Stated problem:
Please rewrite the records below, substituting "chrome toaster oven" for every "stainless steel microwave" and leaving everything else unchanged.

Exercise materials:
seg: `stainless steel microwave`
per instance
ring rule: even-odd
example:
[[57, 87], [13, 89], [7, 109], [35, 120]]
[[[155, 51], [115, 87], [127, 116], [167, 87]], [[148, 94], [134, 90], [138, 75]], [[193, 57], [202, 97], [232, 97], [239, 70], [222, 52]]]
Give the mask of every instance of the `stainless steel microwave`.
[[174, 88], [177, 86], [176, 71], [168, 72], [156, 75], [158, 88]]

Correct output:
seg: `chrome toaster oven`
per instance
ring rule: even-odd
example:
[[57, 87], [13, 89], [7, 109], [35, 120]]
[[[155, 51], [115, 87], [127, 116], [167, 87]], [[148, 94], [134, 90], [138, 75]], [[193, 57], [202, 97], [232, 97], [239, 70], [222, 52]]]
Give the mask of every instance of the `chrome toaster oven`.
[[174, 88], [177, 86], [176, 71], [168, 72], [156, 75], [158, 88]]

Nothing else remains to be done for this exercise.